[Stored data entries]
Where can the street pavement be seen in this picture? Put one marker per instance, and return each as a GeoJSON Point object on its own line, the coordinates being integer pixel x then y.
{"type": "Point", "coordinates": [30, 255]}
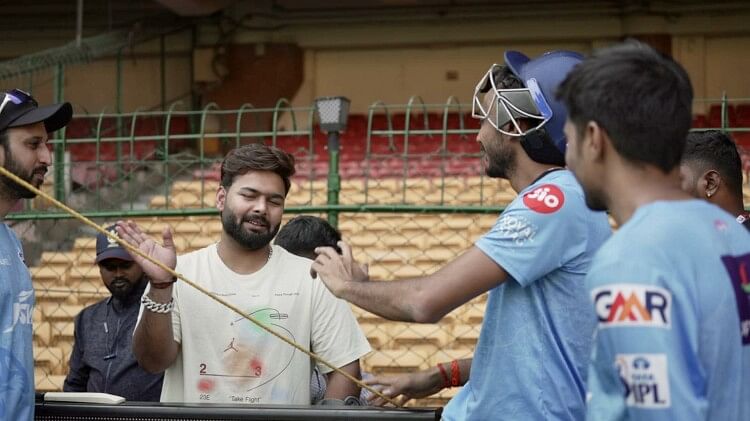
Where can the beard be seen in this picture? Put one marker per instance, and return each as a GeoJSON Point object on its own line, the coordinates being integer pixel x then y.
{"type": "Point", "coordinates": [122, 289]}
{"type": "Point", "coordinates": [15, 190]}
{"type": "Point", "coordinates": [248, 239]}
{"type": "Point", "coordinates": [500, 162]}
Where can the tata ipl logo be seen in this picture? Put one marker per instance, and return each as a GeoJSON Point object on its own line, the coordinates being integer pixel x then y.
{"type": "Point", "coordinates": [645, 379]}
{"type": "Point", "coordinates": [738, 269]}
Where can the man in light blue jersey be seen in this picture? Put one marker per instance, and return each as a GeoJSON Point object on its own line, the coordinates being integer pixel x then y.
{"type": "Point", "coordinates": [24, 128]}
{"type": "Point", "coordinates": [531, 358]}
{"type": "Point", "coordinates": [670, 288]}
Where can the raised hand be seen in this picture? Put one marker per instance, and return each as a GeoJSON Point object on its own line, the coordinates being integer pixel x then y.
{"type": "Point", "coordinates": [336, 270]}
{"type": "Point", "coordinates": [404, 387]}
{"type": "Point", "coordinates": [166, 254]}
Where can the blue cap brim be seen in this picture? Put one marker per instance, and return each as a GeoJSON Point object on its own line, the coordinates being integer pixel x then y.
{"type": "Point", "coordinates": [114, 253]}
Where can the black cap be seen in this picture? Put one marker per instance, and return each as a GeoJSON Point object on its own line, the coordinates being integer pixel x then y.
{"type": "Point", "coordinates": [21, 109]}
{"type": "Point", "coordinates": [106, 248]}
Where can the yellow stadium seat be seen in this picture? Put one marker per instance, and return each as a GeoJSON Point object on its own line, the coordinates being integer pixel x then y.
{"type": "Point", "coordinates": [466, 336]}
{"type": "Point", "coordinates": [60, 312]}
{"type": "Point", "coordinates": [43, 333]}
{"type": "Point", "coordinates": [447, 355]}
{"type": "Point", "coordinates": [393, 361]}
{"type": "Point", "coordinates": [408, 335]}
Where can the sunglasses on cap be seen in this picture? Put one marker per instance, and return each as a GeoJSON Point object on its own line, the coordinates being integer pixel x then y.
{"type": "Point", "coordinates": [509, 105]}
{"type": "Point", "coordinates": [16, 97]}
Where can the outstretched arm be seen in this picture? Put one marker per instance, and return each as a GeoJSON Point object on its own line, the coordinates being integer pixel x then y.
{"type": "Point", "coordinates": [338, 386]}
{"type": "Point", "coordinates": [153, 342]}
{"type": "Point", "coordinates": [423, 300]}
{"type": "Point", "coordinates": [405, 387]}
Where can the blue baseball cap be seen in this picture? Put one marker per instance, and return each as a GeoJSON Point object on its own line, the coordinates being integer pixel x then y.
{"type": "Point", "coordinates": [107, 248]}
{"type": "Point", "coordinates": [549, 70]}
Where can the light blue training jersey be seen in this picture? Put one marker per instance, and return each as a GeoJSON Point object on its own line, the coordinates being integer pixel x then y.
{"type": "Point", "coordinates": [670, 291]}
{"type": "Point", "coordinates": [533, 351]}
{"type": "Point", "coordinates": [16, 331]}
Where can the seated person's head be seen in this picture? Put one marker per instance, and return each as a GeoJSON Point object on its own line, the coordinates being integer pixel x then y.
{"type": "Point", "coordinates": [302, 234]}
{"type": "Point", "coordinates": [711, 169]}
{"type": "Point", "coordinates": [120, 274]}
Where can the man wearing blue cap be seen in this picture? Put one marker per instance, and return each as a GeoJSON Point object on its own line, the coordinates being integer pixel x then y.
{"type": "Point", "coordinates": [533, 350]}
{"type": "Point", "coordinates": [102, 359]}
{"type": "Point", "coordinates": [24, 131]}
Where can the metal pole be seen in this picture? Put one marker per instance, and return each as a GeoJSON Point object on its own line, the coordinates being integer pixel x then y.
{"type": "Point", "coordinates": [79, 23]}
{"type": "Point", "coordinates": [163, 70]}
{"type": "Point", "coordinates": [334, 180]}
{"type": "Point", "coordinates": [724, 112]}
{"type": "Point", "coordinates": [59, 151]}
{"type": "Point", "coordinates": [118, 109]}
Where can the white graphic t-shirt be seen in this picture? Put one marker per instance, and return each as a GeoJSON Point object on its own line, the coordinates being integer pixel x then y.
{"type": "Point", "coordinates": [225, 358]}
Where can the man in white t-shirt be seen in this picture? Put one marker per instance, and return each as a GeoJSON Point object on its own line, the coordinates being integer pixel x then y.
{"type": "Point", "coordinates": [210, 353]}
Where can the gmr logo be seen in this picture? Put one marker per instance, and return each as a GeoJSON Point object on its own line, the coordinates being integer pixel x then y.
{"type": "Point", "coordinates": [546, 198]}
{"type": "Point", "coordinates": [632, 305]}
{"type": "Point", "coordinates": [645, 379]}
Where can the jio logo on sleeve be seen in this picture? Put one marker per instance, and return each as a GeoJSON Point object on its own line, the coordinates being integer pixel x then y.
{"type": "Point", "coordinates": [547, 198]}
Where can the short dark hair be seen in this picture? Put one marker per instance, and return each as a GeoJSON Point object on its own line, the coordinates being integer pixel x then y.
{"type": "Point", "coordinates": [640, 97]}
{"type": "Point", "coordinates": [714, 149]}
{"type": "Point", "coordinates": [304, 233]}
{"type": "Point", "coordinates": [257, 157]}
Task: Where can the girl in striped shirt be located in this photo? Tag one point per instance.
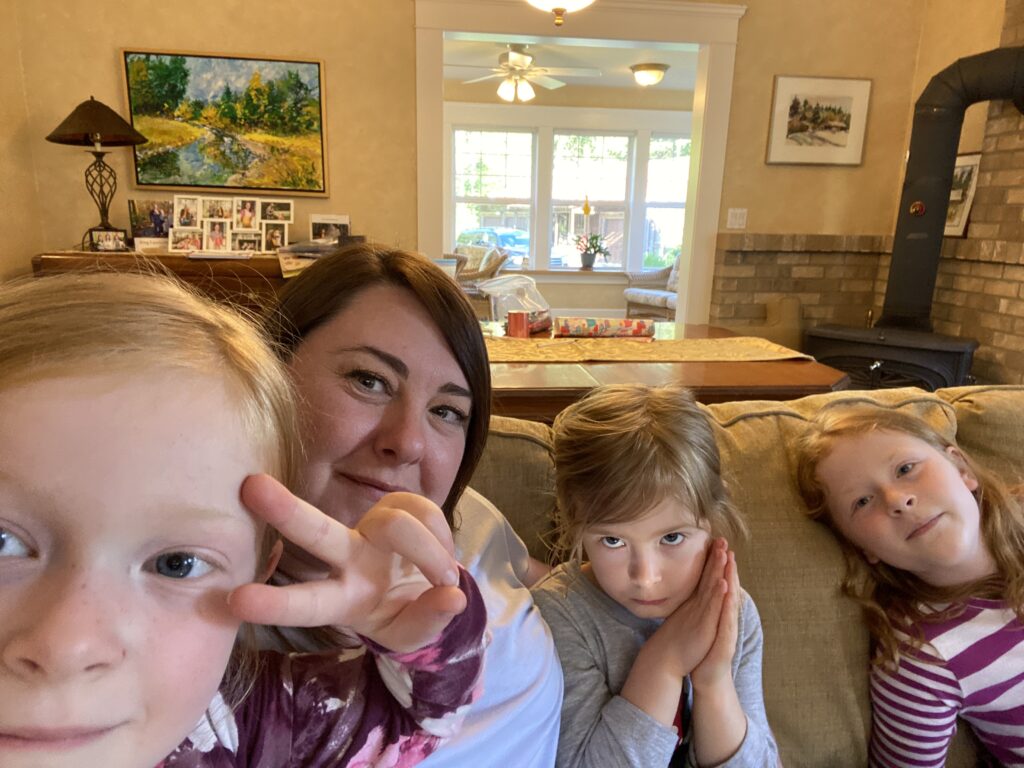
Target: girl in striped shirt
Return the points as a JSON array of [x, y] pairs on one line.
[[935, 556]]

> [WHAT THE TASK REQUIRES]: Could you reproduce all of the data above exactly and skip any image?

> [RESPONSE BELOW]:
Where can the street pavement be seen in this picture? Put one marker per instance, and return each as a GeoJSON Point object on its own line, the coordinates being integer pixel x then y.
{"type": "Point", "coordinates": [30, 255]}
Where can the beard be seen in this picture? Put one marker per instance, and return each as a GeoJSON Point object on its own line, the coordinates being integer pixel x then y.
{"type": "Point", "coordinates": [122, 289]}
{"type": "Point", "coordinates": [15, 190]}
{"type": "Point", "coordinates": [248, 239]}
{"type": "Point", "coordinates": [500, 162]}
Where can the tata ipl logo be seen in this picture? Put one marker per instance, and return each as a GeoJSON Point object on its own line, the coordinates being integer pixel x then y.
{"type": "Point", "coordinates": [645, 379]}
{"type": "Point", "coordinates": [738, 269]}
Where can the man in light blue jersey be seen in this picture? Put one marker per instance, and return each as a GeoJSON Point object on its own line, the coordinates being integer pixel x then y.
{"type": "Point", "coordinates": [24, 128]}
{"type": "Point", "coordinates": [531, 358]}
{"type": "Point", "coordinates": [670, 288]}
Where can the raised hand be seen in this picture? Put one marker per instance, and return each as a GeoJSON Point object on its own line, the coordinates being integer pixel x then y.
{"type": "Point", "coordinates": [336, 270]}
{"type": "Point", "coordinates": [404, 387]}
{"type": "Point", "coordinates": [166, 254]}
Where can the blue cap brim be seen in this picture? Put one marker per instance, and return each as a GeoJSON Point object on its own line, the coordinates being integer pixel x then y.
{"type": "Point", "coordinates": [114, 253]}
Where can the black cap be seen in this picture? Put one marker per instance, and return each as a GeoJSON Point object on its own line, the coordinates being integer pixel x then y.
{"type": "Point", "coordinates": [21, 109]}
{"type": "Point", "coordinates": [106, 248]}
Where can the yellow stadium seat be seen in this picture? Put one marker per instance, and return each as a GeoJSON Point object on its own line, the coordinates being integer pixel x then y.
{"type": "Point", "coordinates": [466, 336]}
{"type": "Point", "coordinates": [60, 312]}
{"type": "Point", "coordinates": [43, 333]}
{"type": "Point", "coordinates": [447, 355]}
{"type": "Point", "coordinates": [393, 361]}
{"type": "Point", "coordinates": [408, 335]}
Where can the sunglasses on cap be seen in this picture? Put one marker per instance, and return each as a GeoJSON Point object on its own line, the coordinates being integer pixel x then y.
{"type": "Point", "coordinates": [509, 105]}
{"type": "Point", "coordinates": [16, 97]}
Where can the outstretched arm be seen in this picture? Put one marker per instance, and return each as a GeoJSON Point object on its own line, the coordinates being integer pixel x then y.
{"type": "Point", "coordinates": [338, 386]}
{"type": "Point", "coordinates": [153, 342]}
{"type": "Point", "coordinates": [423, 300]}
{"type": "Point", "coordinates": [405, 387]}
Where can the blue baseball cap be seen in this picture? Put one marker per instance, and return each as a GeoJSON Point object on its own line, the coordinates being integer pixel x then y.
{"type": "Point", "coordinates": [107, 248]}
{"type": "Point", "coordinates": [549, 70]}
Where can the light blue training jersey be seen in this picture? Put one marker per instance, and return each as a GeoJSON Point object on its own line, the coordinates being integer pixel x then y.
{"type": "Point", "coordinates": [670, 291]}
{"type": "Point", "coordinates": [533, 351]}
{"type": "Point", "coordinates": [16, 331]}
Where can the seated person's head be seen in this picture? Put one marker per instance, and return each as a GeoJSON Point object on its own line, the coordinates being integer pixel x then y.
{"type": "Point", "coordinates": [302, 234]}
{"type": "Point", "coordinates": [711, 169]}
{"type": "Point", "coordinates": [120, 274]}
Where can the man wearing blue cap be seen in this picture? Put one marker per instance, and return each as a GeoJSON Point object on its own line, the coordinates being integer pixel x then y.
{"type": "Point", "coordinates": [533, 350]}
{"type": "Point", "coordinates": [102, 359]}
{"type": "Point", "coordinates": [24, 131]}
Where can the metal pole be seen in this picture? Put one marker per instance, and return each as a GeoJSON Point object on its own line, the coordinates being integer pixel x then y.
{"type": "Point", "coordinates": [79, 23]}
{"type": "Point", "coordinates": [163, 70]}
{"type": "Point", "coordinates": [334, 180]}
{"type": "Point", "coordinates": [724, 112]}
{"type": "Point", "coordinates": [59, 151]}
{"type": "Point", "coordinates": [118, 109]}
Where can the white graphic t-shirt be seen in this picture? Put one marker per instance, and return each as a GeoJSON Point object on its own line, the coordinates being integer pixel x then y.
{"type": "Point", "coordinates": [225, 358]}
Where can the man in white t-shirt be seen in this picture? Put one marker per instance, and return each as a GeoJSON Point object on its own line, the coordinates being integer pixel x then y.
{"type": "Point", "coordinates": [210, 353]}
Where can the gmr logo be seen in this picture? Put one marker per instance, and return each as a GeoJSON Point object on its own line, the coordinates being integer pixel x then y.
{"type": "Point", "coordinates": [546, 198]}
{"type": "Point", "coordinates": [632, 305]}
{"type": "Point", "coordinates": [645, 379]}
Where can the jio logo on sleeve be seen in this picture? Put one marker per instance, and return each as a GeoJSON Point object on its own line, the coordinates being integer pixel x then y.
{"type": "Point", "coordinates": [547, 198]}
Where can the short dark hair be seen in this picture? Put one marker per instance, and return each as a GeoJSON Point object on its own line, the coordinates being integer pixel x then y.
{"type": "Point", "coordinates": [640, 97]}
{"type": "Point", "coordinates": [714, 149]}
{"type": "Point", "coordinates": [304, 233]}
{"type": "Point", "coordinates": [257, 157]}
Task: Where can the girl in striped shirt be located in this photo? Tag one point per instance.
Target: girl in striped shirt
Return the points as a JSON array of [x, y] pairs on one line.
[[935, 556]]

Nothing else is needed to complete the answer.